**EXTRACT PROVIDED:**
Getting Started

Table of contents
  1. Getting Started
    1. Installation
    2. Minimal Example
      1. The Data Processor
      2. The Configuration File
      3. The Data Pipeline

Installation

Data I/O was built and tested with Spark 3.2.1/3.3.2/3.4.1 and Scala 2.12. Support for prior versions is not guaranteed.

Published releases are available on GitHub Packages, in the AmadeusITGroup repository.

Using Maven:

<dependency>
    <groupId>com.amadeus.dataio</groupId>
    <artifactId>dataio-core</artifactId>
    <version>x.x.x</version>
</dependency>

Minimal Example

This example presents how to write a rudimentary data pipeline: removing the duplicates from a CSV dataset, and saving the result as Parquet.

To make it work, you only need to write three components:

  • A data processor, which contains the transformations to operate on the data,
  • A configuration file, which contains information about the processor to use, the inputs, outputs, etc.,
  • A data pipeline, which loads the configuration file and runs the data processor with the configuration that you defined.

The Data Processor

Every transformation made using Data I/O must be written in a data processor, a class that you create by extending the Processor trait or one of its sub-classes.

Data transformations happen in the run method, which is used by the data pipeline to start the data processing.

package gettingstarted
 
import com.amadeus.dataio.{HandlerAccessor, Processor}
import org.apache.spark.sql.SparkSession
 
case class DuplicatesDropper() extends Processor {
  override def run(handlers: HandlerAccessor)(implicit spark: SparkSession): Unit = {
  val myInputData = handlers.input.read("my-input")

  val fixedData = myInputData.dropDuplicates

  handlers.output.write("my-output", fixedData)
  }
}

The Configuration File

The configuration file contains the definition of the data processor your application will run, as well as inputs, outputs and distributors. In our case, we only need one input, and one output.

Processing {
    Type = "gettingstarted.DuplicatesDropper"
}
 
Input {
    Name = "my-input"
    Type = "com.amadeus.dataio.pipes.storage.batch.StorageInput"
    Path = "/path/my-input"
    Format = "csv"
    Options {
        header = "true"
    }
}
 
Output {
    Name = "my-output"
    Type = "com.amadeus.dataio.pipes.storage.batch.StorageOutput"
    Path = "/path/my-output"
    Format = "parquet"
}

The Data Pipeline

Now that we’re ready, it’s time create our pipeline. To do so, we’ll use the configuration file.

package gettingstarted

import com.amadeus.dataio.Pipeline
import org.apache.spark.sql.SparkSession

object MySparkApplication extends App {
  // val spark: SparkSession = (...)
 
  Pipeline("src/main/resources/application.conf").run(spark)
}

**ENTRIES PROVIDED:**
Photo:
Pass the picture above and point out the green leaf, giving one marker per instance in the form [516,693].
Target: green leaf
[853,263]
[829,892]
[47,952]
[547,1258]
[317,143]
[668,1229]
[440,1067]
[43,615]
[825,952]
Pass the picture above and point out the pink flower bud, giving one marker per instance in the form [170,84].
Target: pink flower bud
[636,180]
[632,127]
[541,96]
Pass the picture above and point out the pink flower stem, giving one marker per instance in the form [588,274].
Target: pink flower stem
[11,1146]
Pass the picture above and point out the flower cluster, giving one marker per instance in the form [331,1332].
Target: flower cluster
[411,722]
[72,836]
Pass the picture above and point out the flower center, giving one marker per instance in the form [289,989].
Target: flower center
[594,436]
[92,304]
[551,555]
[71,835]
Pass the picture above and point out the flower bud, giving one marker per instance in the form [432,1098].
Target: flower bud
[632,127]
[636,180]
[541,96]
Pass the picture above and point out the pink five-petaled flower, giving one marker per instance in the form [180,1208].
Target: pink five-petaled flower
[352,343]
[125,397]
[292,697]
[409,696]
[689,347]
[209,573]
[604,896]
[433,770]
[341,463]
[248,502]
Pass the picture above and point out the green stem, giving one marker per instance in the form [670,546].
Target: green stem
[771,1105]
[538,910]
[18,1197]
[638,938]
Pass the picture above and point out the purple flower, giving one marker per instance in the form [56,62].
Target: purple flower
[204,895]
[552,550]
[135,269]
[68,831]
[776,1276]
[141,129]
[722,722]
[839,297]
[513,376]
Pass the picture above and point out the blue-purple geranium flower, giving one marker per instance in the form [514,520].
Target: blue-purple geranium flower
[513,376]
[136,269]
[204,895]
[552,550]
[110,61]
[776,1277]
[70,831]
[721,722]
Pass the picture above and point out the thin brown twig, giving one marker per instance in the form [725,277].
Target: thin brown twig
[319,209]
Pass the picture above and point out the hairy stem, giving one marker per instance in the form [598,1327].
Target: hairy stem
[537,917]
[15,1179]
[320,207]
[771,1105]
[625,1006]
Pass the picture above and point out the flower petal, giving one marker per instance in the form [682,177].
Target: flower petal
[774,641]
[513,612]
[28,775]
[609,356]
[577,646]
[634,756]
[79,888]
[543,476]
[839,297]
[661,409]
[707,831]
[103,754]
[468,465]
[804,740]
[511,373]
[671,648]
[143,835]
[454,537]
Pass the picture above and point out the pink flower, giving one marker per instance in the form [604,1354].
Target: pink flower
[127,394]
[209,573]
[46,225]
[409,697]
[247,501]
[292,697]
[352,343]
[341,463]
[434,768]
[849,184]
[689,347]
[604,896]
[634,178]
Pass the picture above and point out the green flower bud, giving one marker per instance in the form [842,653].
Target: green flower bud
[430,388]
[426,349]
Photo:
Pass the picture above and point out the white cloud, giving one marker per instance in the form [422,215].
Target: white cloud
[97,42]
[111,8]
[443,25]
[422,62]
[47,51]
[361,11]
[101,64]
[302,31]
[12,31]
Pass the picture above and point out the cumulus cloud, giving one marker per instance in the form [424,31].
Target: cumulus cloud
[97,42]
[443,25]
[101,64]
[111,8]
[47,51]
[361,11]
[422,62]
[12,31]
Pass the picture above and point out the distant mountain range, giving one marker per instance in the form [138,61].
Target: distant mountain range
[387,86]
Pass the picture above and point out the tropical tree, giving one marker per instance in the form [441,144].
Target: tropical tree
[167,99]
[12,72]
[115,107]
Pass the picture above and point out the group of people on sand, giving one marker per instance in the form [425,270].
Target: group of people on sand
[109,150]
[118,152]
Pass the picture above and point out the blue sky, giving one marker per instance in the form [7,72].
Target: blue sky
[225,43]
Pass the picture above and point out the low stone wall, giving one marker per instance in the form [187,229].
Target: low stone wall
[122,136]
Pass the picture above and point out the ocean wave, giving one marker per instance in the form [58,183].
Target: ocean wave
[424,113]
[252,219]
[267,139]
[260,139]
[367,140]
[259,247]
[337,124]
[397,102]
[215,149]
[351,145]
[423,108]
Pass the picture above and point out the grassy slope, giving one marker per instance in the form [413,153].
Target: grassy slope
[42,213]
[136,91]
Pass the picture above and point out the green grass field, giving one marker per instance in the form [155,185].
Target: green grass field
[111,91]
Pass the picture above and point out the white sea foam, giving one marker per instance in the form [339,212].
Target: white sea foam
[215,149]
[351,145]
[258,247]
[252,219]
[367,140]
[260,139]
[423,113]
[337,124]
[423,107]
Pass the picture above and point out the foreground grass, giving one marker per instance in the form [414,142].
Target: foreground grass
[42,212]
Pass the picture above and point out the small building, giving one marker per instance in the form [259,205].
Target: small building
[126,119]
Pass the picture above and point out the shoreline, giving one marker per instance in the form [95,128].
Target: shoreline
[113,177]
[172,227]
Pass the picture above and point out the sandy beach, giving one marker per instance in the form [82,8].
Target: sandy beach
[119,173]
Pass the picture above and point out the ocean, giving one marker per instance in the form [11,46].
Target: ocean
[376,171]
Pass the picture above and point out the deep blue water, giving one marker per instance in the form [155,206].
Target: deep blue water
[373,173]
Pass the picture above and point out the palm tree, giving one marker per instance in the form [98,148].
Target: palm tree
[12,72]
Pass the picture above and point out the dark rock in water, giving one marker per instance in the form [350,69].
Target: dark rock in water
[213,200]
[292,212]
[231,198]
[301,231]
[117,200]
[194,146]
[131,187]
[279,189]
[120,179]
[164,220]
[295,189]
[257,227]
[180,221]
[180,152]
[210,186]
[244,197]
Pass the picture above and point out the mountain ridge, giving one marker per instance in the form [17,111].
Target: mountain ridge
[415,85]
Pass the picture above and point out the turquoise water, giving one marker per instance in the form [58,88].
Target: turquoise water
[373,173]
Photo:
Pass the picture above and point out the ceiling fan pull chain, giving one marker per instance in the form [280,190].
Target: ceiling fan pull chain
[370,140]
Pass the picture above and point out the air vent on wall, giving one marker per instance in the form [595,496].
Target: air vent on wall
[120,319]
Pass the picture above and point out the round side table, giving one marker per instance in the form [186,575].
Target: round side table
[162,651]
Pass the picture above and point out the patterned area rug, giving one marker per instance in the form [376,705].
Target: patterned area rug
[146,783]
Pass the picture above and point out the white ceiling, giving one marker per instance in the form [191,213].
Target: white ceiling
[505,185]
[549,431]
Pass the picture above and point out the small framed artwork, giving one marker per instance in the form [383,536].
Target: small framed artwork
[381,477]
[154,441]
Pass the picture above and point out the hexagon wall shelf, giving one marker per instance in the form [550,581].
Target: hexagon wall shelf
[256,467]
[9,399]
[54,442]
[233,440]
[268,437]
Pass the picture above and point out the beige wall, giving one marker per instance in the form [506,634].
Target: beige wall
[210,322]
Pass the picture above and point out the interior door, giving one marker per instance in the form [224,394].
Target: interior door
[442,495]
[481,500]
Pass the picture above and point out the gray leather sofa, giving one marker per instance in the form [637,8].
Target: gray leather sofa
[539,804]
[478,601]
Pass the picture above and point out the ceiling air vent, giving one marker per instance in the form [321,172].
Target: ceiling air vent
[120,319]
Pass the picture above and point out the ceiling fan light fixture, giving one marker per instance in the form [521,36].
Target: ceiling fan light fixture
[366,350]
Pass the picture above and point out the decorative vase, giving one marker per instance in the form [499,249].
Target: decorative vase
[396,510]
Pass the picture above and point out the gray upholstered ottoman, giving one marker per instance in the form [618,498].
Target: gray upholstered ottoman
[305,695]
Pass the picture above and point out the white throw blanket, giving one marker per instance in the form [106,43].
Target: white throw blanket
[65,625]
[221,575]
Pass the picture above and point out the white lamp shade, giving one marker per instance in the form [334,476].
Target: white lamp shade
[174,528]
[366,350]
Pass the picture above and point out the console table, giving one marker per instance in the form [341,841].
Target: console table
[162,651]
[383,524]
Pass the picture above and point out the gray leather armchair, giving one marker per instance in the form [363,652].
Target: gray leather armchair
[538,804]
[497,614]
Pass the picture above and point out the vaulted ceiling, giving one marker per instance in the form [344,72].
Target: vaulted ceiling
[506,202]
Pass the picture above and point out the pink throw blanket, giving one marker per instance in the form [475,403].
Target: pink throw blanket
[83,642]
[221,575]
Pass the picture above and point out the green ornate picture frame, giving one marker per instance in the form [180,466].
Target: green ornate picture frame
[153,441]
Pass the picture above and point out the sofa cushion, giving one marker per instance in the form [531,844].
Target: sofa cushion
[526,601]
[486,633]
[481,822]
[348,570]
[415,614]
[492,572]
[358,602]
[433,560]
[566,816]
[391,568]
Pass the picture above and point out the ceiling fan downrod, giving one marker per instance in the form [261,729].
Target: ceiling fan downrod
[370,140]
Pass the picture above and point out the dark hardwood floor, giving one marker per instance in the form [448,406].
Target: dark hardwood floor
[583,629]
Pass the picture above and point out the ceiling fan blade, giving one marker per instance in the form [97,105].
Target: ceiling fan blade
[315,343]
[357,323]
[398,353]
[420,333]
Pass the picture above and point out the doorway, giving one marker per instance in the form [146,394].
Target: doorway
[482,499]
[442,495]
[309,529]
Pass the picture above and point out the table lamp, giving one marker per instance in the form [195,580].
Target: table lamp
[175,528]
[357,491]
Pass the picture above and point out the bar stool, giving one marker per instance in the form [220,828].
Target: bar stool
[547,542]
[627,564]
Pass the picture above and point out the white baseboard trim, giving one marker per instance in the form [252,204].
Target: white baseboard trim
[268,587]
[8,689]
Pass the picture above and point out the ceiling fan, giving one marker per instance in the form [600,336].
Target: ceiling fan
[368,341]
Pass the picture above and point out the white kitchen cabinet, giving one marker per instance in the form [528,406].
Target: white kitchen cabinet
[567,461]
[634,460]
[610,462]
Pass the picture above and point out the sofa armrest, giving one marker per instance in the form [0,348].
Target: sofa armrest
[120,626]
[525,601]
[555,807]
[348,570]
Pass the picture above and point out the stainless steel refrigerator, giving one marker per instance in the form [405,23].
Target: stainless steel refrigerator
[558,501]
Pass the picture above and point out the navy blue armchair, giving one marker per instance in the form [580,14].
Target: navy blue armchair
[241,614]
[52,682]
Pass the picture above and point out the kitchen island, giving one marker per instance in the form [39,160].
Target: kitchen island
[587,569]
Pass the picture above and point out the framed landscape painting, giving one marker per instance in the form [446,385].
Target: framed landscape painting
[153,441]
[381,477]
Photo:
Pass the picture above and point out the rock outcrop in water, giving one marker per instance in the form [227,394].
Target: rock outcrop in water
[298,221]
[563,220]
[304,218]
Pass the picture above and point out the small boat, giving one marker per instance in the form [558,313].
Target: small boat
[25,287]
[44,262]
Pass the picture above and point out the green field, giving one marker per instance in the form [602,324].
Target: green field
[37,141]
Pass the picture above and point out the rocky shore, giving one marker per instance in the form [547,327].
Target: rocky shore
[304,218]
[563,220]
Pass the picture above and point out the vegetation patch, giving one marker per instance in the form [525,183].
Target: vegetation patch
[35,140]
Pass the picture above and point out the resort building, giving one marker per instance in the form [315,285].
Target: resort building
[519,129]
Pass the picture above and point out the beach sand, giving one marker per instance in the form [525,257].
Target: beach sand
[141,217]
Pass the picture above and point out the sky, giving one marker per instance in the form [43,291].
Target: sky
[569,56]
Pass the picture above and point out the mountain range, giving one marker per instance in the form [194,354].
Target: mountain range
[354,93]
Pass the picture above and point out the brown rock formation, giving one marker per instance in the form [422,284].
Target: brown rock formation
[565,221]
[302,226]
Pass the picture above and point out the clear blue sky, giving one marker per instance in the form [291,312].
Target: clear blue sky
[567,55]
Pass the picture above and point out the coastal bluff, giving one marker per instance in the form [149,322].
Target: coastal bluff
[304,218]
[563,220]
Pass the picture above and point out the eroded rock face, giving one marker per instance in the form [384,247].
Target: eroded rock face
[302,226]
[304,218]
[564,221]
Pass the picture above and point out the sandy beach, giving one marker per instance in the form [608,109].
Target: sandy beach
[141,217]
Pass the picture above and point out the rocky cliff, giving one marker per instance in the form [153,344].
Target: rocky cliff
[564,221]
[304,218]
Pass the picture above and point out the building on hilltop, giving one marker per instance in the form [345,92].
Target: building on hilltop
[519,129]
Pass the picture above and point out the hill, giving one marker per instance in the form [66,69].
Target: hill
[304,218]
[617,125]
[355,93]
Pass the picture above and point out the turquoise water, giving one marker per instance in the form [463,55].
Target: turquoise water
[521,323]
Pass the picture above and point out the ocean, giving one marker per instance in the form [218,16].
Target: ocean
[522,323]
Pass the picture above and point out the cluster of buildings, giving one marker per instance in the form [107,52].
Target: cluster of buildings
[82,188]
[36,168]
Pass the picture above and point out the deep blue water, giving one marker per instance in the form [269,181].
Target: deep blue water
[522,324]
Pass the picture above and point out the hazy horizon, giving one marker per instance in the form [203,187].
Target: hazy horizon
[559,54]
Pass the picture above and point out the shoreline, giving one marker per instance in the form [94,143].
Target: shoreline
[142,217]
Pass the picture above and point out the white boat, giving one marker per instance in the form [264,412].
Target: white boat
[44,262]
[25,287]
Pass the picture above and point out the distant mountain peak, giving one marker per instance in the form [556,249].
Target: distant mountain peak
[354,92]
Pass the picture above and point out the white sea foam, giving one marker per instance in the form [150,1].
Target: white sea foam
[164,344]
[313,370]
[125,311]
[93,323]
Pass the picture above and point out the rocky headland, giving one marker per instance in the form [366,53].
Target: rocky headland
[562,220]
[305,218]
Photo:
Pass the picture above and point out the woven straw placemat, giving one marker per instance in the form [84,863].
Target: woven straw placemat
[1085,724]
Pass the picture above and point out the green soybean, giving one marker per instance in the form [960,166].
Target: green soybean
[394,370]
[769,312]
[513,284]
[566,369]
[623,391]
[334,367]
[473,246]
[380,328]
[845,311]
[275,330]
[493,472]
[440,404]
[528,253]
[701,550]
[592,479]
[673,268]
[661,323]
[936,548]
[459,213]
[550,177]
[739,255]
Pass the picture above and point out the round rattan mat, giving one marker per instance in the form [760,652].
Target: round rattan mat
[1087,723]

**SET TASKS:**
a. According to the Data I/O getting-started page, which Spark versions was Data I/O built and tested with?
b. Quote the records word for word, everything from the line containing "Pass the picture above and point out the cluster" down to the last line of the records.
The Data I/O getting-started page and the records are unrelated to each other.

**RESPONSES TO THE EXERCISE:**
a. Spark 3.2.1, 3.3.2 and 3.4.1.

b.
Pass the picture above and point out the cluster of buildings, giving one marker per instance in the form [107,52].
Target: cluster of buildings
[82,188]
[36,168]
Pass the picture above and point out the deep blue water, giving one marker per instance in the form [269,181].
Target: deep blue water
[522,324]
Pass the picture above and point out the hazy horizon, giving one marker per instance in the form [203,187].
Target: hazy horizon
[559,54]
Pass the picture above and point out the shoreline, giving one marker per instance in the form [94,143].
Target: shoreline
[142,217]
Pass the picture above and point out the white boat, giving one marker per instance in the form [264,412].
Target: white boat
[44,262]
[25,287]
Pass the picture above and point out the distant mountain peak, giving one marker per instance in the form [556,249].
Target: distant mountain peak
[354,92]
Pass the picture above and point out the white sea foam, giving one marker per instance in the form [150,1].
Target: white sea foam
[164,344]
[313,370]
[125,311]
[93,323]
Pass the picture above and point out the rocky headland, giving one marker per instance in the form [366,53].
Target: rocky headland
[562,220]
[305,218]
Photo:
Pass the picture above and point out the woven straw placemat, giving one marker per instance in the form [84,863].
Target: woven straw placemat
[1085,724]
Pass the picture above and point out the green soybean, giving one marker per instance in the form [960,166].
Target: green soybean
[394,370]
[769,312]
[513,284]
[566,369]
[623,391]
[334,367]
[473,246]
[380,328]
[845,311]
[275,330]
[493,472]
[440,404]
[528,253]
[701,550]
[592,479]
[673,268]
[661,323]
[936,548]
[459,213]
[550,177]
[739,255]
Pass the picture above and point out the round rattan mat, giving one marker per instance in the form [760,652].
Target: round rattan mat
[1087,723]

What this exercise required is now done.